Exercise requirements: Take the entries that follow and write each one out exactly.

Source data:
[Start of section]
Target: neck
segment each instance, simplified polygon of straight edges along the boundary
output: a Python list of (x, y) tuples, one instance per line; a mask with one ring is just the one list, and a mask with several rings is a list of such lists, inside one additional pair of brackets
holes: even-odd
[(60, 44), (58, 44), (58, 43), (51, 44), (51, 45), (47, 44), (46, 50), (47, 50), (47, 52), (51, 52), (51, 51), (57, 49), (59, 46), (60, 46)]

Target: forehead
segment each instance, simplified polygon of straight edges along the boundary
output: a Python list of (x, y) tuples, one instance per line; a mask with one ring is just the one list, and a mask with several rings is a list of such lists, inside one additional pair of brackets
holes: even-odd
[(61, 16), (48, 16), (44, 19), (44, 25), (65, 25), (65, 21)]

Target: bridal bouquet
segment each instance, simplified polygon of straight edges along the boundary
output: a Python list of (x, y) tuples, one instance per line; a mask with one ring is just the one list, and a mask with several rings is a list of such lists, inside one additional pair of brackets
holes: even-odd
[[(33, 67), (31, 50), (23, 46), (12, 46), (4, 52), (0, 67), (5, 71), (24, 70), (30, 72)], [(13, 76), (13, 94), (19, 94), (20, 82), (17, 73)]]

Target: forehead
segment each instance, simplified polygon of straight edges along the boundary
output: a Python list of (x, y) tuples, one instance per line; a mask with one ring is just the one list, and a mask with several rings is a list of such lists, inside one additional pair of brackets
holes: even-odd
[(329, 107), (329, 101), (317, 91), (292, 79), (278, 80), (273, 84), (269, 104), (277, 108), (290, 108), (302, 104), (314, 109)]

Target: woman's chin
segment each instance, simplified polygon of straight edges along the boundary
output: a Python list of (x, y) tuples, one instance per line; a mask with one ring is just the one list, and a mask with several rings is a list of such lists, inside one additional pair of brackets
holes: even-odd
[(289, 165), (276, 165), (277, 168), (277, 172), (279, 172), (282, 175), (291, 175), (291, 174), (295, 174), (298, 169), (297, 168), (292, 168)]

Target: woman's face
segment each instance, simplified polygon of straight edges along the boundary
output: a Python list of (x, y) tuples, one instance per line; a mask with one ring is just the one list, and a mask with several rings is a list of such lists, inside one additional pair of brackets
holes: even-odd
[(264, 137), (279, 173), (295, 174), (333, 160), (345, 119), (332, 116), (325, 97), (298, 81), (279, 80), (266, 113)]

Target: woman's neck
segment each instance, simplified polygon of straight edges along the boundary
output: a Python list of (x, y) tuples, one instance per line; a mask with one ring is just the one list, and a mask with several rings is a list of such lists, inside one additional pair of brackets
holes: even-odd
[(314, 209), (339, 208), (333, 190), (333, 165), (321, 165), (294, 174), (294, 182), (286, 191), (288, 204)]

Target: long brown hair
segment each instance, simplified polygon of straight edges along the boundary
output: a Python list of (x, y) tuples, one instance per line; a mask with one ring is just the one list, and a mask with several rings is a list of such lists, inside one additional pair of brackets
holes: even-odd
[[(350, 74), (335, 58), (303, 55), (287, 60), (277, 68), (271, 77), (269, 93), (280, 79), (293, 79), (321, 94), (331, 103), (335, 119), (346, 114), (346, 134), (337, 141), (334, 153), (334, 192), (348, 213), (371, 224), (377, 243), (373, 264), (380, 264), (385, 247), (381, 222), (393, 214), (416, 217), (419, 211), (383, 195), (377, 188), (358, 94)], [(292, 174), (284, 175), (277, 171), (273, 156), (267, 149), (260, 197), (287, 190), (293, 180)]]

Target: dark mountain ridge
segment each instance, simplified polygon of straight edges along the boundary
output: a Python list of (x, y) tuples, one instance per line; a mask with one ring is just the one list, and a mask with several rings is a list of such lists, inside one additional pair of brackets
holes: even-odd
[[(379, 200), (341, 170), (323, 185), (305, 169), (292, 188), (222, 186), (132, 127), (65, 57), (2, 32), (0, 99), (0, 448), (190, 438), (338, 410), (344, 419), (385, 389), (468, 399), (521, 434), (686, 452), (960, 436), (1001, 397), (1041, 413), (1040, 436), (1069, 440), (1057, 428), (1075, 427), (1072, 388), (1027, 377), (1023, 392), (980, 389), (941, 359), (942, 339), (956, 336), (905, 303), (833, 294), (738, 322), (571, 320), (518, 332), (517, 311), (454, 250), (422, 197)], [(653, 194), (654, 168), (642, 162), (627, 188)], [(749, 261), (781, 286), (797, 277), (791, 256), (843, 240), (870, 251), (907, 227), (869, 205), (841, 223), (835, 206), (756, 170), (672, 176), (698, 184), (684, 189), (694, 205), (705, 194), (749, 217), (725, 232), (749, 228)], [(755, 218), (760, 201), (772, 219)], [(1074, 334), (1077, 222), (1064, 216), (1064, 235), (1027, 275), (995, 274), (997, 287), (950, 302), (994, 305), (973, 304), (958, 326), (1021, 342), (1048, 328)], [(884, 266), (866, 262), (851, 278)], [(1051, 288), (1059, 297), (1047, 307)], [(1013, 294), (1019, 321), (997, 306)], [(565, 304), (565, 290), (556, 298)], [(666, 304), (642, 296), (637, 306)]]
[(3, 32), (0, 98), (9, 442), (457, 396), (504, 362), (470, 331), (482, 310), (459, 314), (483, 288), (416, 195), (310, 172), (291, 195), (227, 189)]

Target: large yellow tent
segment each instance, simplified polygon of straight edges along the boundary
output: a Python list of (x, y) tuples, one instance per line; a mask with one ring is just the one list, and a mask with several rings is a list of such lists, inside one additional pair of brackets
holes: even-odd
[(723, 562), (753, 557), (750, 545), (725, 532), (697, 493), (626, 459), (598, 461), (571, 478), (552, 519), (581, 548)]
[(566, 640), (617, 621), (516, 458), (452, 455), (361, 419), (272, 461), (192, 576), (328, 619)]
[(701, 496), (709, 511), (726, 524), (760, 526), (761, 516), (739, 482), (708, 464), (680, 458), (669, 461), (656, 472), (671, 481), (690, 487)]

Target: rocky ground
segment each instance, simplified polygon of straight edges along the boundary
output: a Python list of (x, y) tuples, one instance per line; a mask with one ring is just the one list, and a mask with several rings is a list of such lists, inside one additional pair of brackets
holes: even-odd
[End of section]
Your response:
Target: neck
segment each instance, simplified polygon of straight edges along the boundary
output: a Python list of (x, y) tuples, one instance per line; a mask with one ring is just the one list, and a mask with several rings is a list of such lists, inside one additional pair of brackets
holes: even-odd
[(60, 44), (58, 44), (58, 43), (51, 44), (51, 45), (47, 44), (46, 50), (47, 50), (47, 52), (51, 52), (51, 51), (57, 49), (59, 46), (60, 46)]

Target: forehead
segment each instance, simplified polygon of straight edges along the boundary
output: a Python list of (x, y) tuples, one instance per line; a mask with one ring is just the one list, and a mask with several rings is a list of such lists, inside one additional pair of brackets
holes: even-odd
[(61, 16), (48, 16), (44, 19), (44, 25), (65, 25), (65, 21)]

Target: bridal bouquet
segment each instance, simplified polygon of straight edges along the boundary
output: a Python list of (x, y) tuples, one instance per line; a mask with one ring is just the one list, and a mask with several rings is a list of such lists, inside one additional pair of brackets
holes: even-odd
[[(33, 67), (31, 50), (23, 46), (12, 46), (4, 52), (0, 67), (5, 71), (24, 70), (30, 72)], [(13, 76), (13, 94), (19, 94), (20, 82), (17, 73)]]

Target: forehead
segment each instance, simplified polygon of straight edges along the boundary
output: a Python list of (x, y) tuples, one instance per line; a mask with one ring is just the one list, and a mask with several rings is a list of such lists, inside one additional pair of brackets
holes: even-odd
[(329, 107), (329, 101), (317, 91), (292, 79), (278, 80), (273, 84), (269, 104), (277, 108), (290, 108), (302, 104), (314, 109)]

Target: woman's chin
segment each instance, simplified polygon of straight edges along the boundary
output: a Python list of (x, y) tuples, one instance per line; a mask with one ring is just the one list, and a mask with several rings is a list of such lists, inside one additional pair of brackets
holes: even-odd
[(289, 165), (276, 165), (277, 168), (277, 172), (279, 172), (282, 175), (291, 175), (291, 174), (295, 174), (298, 169), (297, 168), (292, 168)]

Target: woman's face
segment each instance, simplified polygon of straight edges along the boundary
output: a Python list of (x, y) tuples, one instance per line; a mask with one ring is just the one list, and a mask with several rings is a list of such lists, inside one additional pair of brackets
holes: even-odd
[(264, 137), (279, 173), (295, 174), (333, 160), (345, 119), (332, 116), (325, 97), (298, 81), (279, 80), (266, 113)]

Target: woman's neck
segment each instance, simplified polygon of straight edges along the boundary
output: a Python list of (x, y) tuples, one instance per line; a mask with one ring is just the one list, and a mask with several rings is a list of such lists, inside one additional pair of brackets
holes: even-odd
[(314, 209), (339, 208), (333, 190), (333, 165), (321, 165), (294, 174), (294, 182), (286, 191), (288, 204)]

Target: long brown hair
segment each instance, simplified polygon of straight edges along the boundary
output: a Python list of (x, y) tuples, one instance per line; a mask with one ring is just the one list, and a mask with several rings is a list of such lists, inside one additional pair of brackets
holes: even-odd
[[(350, 74), (335, 58), (303, 55), (287, 60), (277, 68), (271, 77), (269, 93), (280, 79), (293, 79), (321, 94), (331, 103), (335, 119), (346, 114), (346, 134), (337, 141), (334, 153), (334, 192), (348, 213), (371, 224), (377, 243), (373, 264), (380, 264), (385, 247), (381, 222), (393, 214), (416, 217), (419, 211), (383, 195), (377, 188), (358, 94)], [(292, 174), (284, 175), (277, 171), (273, 156), (267, 149), (260, 197), (287, 190), (293, 180)]]

Target: dark mountain ridge
segment each instance, simplified polygon of straight edges along the boundary
output: a Python list of (x, y) tuples, one instance per line; a mask with one ring is just the one list, and a mask with several rings is a list of such lists, inside one additional pair of brackets
holes: even-odd
[[(379, 200), (341, 170), (323, 185), (305, 169), (292, 188), (222, 186), (132, 127), (65, 57), (2, 32), (0, 99), (0, 448), (190, 438), (338, 410), (344, 419), (385, 389), (468, 399), (521, 434), (686, 452), (960, 436), (1001, 397), (1041, 413), (1040, 436), (1069, 440), (1057, 428), (1075, 427), (1072, 388), (1027, 377), (1023, 392), (980, 389), (941, 359), (942, 339), (956, 336), (905, 303), (833, 294), (738, 322), (571, 320), (518, 332), (517, 311), (454, 250), (422, 197)], [(653, 194), (654, 168), (642, 162), (627, 188)], [(749, 261), (781, 286), (797, 277), (791, 256), (843, 240), (870, 251), (907, 227), (869, 205), (841, 223), (835, 206), (756, 170), (672, 176), (698, 184), (684, 189), (694, 205), (705, 194), (749, 217), (725, 232), (749, 228)], [(755, 218), (760, 201), (772, 219)], [(1074, 334), (1077, 222), (1064, 216), (1064, 235), (1027, 275), (995, 274), (997, 287), (950, 302), (994, 305), (973, 304), (958, 326), (1021, 342), (1048, 328)], [(884, 266), (866, 262), (851, 278)], [(1051, 288), (1059, 297), (1047, 307)], [(1013, 294), (1019, 321), (997, 306)], [(565, 304), (565, 290), (556, 298)], [(666, 304), (642, 296), (637, 306)]]
[(3, 32), (0, 98), (9, 442), (457, 396), (504, 362), (470, 331), (482, 310), (459, 314), (483, 288), (416, 195), (310, 172), (291, 195), (227, 189)]

Target: large yellow tent
segment each instance, simplified polygon of straight edges along the boundary
output: a Python list of (x, y) tuples, one instance per line; a mask with one ring is just the one list, and a mask with several rings is a list of such lists, inside one additional pair of brackets
holes: even-odd
[(723, 562), (753, 557), (750, 545), (725, 532), (697, 493), (626, 459), (598, 461), (571, 478), (552, 519), (581, 548)]
[(566, 640), (617, 621), (516, 458), (452, 455), (361, 419), (272, 461), (192, 576), (328, 619)]
[(701, 496), (709, 511), (726, 524), (760, 526), (761, 516), (739, 482), (708, 464), (680, 458), (669, 461), (656, 472), (671, 481), (690, 487)]

Target: rocky ground
segment each instance, simplified polygon of straight edges along the boundary
output: a Python list of (x, y) tuples, one instance per line; a mask with one ring is just the one list, and a mask with several rings is a list of such lists, inside one additional pair of brackets
holes: even-odd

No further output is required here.